Recorded data —
════════════════

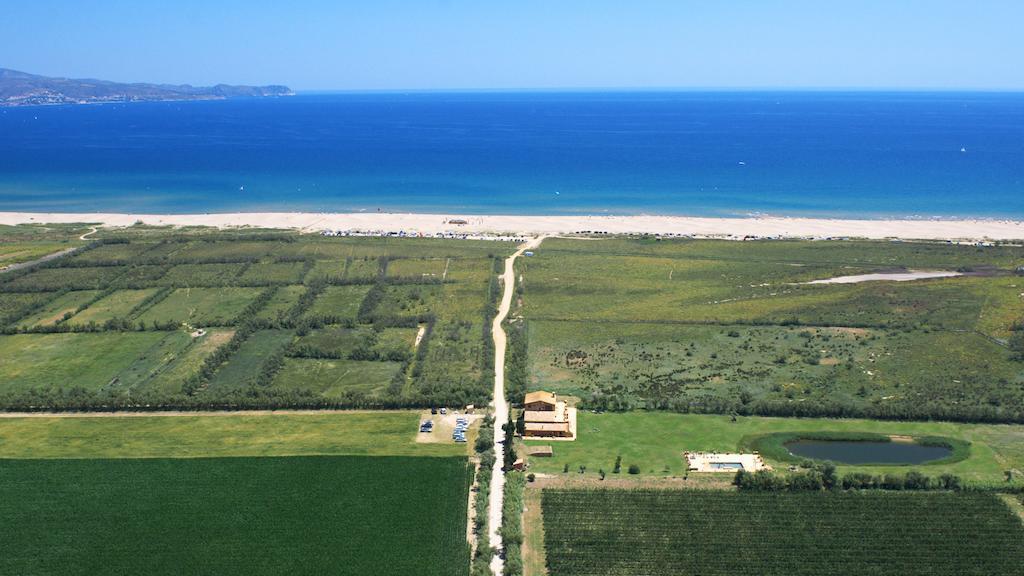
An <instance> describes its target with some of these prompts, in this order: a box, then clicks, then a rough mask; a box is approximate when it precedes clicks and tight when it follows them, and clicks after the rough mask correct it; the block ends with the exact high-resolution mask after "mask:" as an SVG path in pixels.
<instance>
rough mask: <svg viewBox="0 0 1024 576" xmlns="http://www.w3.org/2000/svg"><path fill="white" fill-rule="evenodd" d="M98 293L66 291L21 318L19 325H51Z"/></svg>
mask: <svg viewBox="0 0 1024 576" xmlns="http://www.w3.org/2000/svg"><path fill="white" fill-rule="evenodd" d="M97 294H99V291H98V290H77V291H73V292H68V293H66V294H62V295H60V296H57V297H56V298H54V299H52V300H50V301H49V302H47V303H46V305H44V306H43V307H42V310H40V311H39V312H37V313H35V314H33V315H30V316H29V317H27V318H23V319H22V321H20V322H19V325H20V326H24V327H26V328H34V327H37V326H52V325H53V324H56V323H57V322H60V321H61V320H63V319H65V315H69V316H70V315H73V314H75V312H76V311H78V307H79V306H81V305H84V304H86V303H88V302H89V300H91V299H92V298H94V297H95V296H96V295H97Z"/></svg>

════════════════

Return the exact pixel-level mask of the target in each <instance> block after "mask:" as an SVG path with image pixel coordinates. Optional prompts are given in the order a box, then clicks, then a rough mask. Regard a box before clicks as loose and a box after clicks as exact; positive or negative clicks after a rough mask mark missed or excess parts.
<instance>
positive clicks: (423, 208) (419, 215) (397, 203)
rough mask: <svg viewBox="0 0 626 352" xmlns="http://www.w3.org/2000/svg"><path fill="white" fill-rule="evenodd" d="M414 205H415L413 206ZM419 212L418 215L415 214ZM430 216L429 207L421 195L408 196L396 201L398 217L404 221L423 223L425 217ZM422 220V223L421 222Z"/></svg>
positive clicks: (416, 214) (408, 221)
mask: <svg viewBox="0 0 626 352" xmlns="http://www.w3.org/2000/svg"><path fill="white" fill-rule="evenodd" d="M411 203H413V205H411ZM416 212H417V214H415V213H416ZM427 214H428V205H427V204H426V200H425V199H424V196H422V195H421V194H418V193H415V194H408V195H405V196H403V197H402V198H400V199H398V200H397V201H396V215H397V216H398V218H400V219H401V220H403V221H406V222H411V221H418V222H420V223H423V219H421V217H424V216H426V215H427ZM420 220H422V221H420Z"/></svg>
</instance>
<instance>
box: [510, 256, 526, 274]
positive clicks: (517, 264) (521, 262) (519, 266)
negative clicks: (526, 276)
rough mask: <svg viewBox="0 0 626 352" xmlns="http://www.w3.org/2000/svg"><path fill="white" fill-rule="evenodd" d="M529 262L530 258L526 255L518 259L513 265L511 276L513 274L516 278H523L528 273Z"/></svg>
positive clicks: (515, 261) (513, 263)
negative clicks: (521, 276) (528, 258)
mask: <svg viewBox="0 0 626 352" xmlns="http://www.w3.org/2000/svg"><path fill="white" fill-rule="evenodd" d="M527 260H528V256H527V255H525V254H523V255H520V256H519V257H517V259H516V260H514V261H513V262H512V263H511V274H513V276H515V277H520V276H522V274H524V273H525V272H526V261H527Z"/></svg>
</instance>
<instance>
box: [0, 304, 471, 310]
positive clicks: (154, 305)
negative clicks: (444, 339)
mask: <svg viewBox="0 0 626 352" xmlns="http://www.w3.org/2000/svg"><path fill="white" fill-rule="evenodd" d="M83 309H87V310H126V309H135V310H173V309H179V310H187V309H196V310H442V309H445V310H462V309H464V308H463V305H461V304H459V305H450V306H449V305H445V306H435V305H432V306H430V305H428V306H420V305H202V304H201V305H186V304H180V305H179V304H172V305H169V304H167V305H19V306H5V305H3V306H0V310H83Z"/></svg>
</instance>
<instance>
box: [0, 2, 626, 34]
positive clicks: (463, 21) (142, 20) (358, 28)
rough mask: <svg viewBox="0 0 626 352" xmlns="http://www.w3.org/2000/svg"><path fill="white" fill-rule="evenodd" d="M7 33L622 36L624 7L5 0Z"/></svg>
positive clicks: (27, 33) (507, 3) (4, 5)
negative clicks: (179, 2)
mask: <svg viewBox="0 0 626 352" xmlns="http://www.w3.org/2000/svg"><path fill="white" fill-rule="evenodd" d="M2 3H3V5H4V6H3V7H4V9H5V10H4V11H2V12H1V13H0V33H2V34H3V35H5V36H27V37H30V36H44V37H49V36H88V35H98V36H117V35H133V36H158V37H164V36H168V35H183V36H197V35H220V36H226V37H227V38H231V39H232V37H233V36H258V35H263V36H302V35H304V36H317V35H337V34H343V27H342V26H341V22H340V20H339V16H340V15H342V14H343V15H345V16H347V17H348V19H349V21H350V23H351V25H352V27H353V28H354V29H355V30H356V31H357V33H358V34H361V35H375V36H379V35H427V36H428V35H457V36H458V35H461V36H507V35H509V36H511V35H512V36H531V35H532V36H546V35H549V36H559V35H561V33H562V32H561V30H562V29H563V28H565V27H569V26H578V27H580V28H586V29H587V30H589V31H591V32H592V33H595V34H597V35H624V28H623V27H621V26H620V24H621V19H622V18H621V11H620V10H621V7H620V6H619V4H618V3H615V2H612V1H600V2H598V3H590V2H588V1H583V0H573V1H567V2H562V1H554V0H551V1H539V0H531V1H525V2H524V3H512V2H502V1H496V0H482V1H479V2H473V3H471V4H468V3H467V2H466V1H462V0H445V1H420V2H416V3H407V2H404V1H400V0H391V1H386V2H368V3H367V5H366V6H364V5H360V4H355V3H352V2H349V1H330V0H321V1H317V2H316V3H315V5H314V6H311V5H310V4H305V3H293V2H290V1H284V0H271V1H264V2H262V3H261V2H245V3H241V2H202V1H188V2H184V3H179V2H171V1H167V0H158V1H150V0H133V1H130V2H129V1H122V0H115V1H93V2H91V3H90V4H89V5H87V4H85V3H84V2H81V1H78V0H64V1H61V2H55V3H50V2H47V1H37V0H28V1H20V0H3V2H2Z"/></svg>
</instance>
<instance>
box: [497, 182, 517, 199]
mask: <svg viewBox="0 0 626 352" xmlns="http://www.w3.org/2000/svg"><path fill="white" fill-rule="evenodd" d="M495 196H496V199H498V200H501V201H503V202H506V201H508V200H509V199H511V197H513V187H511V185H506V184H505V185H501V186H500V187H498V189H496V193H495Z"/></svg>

════════════════

Take each line above that holds the string "then" and copy it.

An <instance> describes its target with some of these prompts, in this order: a box, then clicks, then a rough mask; a box is approximate when it precedes clicks and tight when it follows them, and clicks after the rough mask correct it; the block ends with the exact high-resolution mask after "mask:" as an SVG path in pixels.
Return the exact pixel-level mask of the target in each <instance> block after "mask:" as an SVG path with image pixel coordinates. Optional prompts are given in the order a box, then clicks, then a rough mask. Regard a box before clicks as loose and a box after clicks as exact; positive or negative clicks after a rough mask mark missed or excess parts.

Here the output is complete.